Task statement
For every entry below, retype it exactly as it reads.

(Point localization data)
== Segment start ==
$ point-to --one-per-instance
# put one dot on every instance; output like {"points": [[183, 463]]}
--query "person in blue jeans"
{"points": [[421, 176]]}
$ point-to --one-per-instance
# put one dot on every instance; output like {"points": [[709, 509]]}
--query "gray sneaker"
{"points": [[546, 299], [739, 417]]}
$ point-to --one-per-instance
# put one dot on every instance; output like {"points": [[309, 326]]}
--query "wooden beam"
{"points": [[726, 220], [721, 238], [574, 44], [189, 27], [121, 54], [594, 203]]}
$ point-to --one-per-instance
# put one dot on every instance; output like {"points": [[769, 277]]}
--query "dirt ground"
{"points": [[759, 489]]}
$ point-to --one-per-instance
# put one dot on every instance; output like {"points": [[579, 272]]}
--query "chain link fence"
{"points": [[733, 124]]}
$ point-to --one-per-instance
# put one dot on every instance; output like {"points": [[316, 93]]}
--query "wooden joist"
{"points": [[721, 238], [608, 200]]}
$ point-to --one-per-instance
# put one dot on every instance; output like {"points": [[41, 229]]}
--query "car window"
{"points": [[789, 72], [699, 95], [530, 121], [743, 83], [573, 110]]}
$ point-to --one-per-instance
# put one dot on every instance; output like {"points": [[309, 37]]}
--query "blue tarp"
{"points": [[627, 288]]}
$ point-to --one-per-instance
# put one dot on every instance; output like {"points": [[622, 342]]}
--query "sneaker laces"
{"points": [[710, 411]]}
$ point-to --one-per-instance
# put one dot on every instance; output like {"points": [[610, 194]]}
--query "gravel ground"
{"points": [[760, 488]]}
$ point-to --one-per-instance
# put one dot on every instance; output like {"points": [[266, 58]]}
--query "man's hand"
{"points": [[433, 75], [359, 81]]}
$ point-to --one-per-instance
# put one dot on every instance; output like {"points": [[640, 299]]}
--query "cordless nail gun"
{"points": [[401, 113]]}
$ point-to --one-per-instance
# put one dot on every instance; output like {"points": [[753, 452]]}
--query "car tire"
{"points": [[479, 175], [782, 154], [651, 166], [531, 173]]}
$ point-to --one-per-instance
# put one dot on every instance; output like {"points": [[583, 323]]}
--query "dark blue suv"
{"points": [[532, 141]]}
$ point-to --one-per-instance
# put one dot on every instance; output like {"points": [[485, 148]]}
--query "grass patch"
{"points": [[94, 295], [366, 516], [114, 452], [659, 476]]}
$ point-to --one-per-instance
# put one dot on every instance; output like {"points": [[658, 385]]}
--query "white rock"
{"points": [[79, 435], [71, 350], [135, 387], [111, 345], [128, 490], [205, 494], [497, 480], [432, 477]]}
== Segment end ==
Solution for this task
$ point-to --one-per-instance
# put one dot on every instance; output like {"points": [[183, 463]]}
--query "person in blue jeans"
{"points": [[421, 176]]}
$ point-to --one-per-instance
# put one dot on every instance; output like {"points": [[709, 509]]}
--query "gray sneaker"
{"points": [[546, 299], [739, 417]]}
$ point-to --one-per-instance
# put one dot on every instance; output like {"points": [[309, 326]]}
--query "wooden beam"
{"points": [[726, 220], [721, 238], [574, 44], [189, 27], [121, 54], [594, 203]]}
$ point-to --one-per-instance
# put one dot on every instance; output like {"points": [[769, 277]]}
--query "dirt ground"
{"points": [[759, 489]]}
$ point-to --one-per-instance
# put one dot on every instance; output like {"points": [[579, 272]]}
--query "chain link fence"
{"points": [[733, 124]]}
$ point-to --one-per-instance
# put one dot on every instance; output like {"points": [[316, 93]]}
--query "wooden joist"
{"points": [[721, 238], [608, 200]]}
$ point-to --one-per-instance
# put one dot on every instance; output like {"points": [[41, 229]]}
--query "car window"
{"points": [[789, 72], [699, 95], [530, 121], [743, 83], [573, 110]]}
$ point-to --one-per-instance
# put one dot on every instance; output like {"points": [[309, 37]]}
--query "blue tarp"
{"points": [[627, 288]]}
$ point-to --one-per-instance
# put one dot on every instance; output like {"points": [[622, 342]]}
--query "sneaker laces"
{"points": [[710, 411]]}
$ point-to --one-per-instance
# put one dot on every instance; output like {"points": [[610, 194]]}
--query "gravel ground"
{"points": [[760, 488]]}
$ point-to --one-per-instance
# put one dot on every instance; output like {"points": [[266, 58]]}
--query "man's hand"
{"points": [[433, 75], [359, 81]]}
$ point-to --one-per-instance
# put one dot on every instance; output like {"points": [[640, 299]]}
--query "cordless nail gun"
{"points": [[401, 113]]}
$ point-to --one-per-instance
# put one dot on every instance; output like {"points": [[753, 452]]}
--query "car tire"
{"points": [[479, 175], [782, 154], [651, 166], [531, 173]]}
$ point-to --one-per-instance
# put one dot on every instance; output like {"points": [[583, 323]]}
--query "dark blue suv"
{"points": [[532, 141]]}
$ point-to --one-per-instance
# put one dot on every instance; output like {"points": [[485, 148]]}
--query "grass patch"
{"points": [[94, 295], [366, 516], [114, 452], [659, 476]]}
$ point-to --one-per-instance
# put one dot on every instance; output like {"points": [[658, 385]]}
--query "white rock"
{"points": [[79, 435], [71, 350], [135, 387], [111, 345], [128, 490], [205, 494], [497, 480], [432, 477]]}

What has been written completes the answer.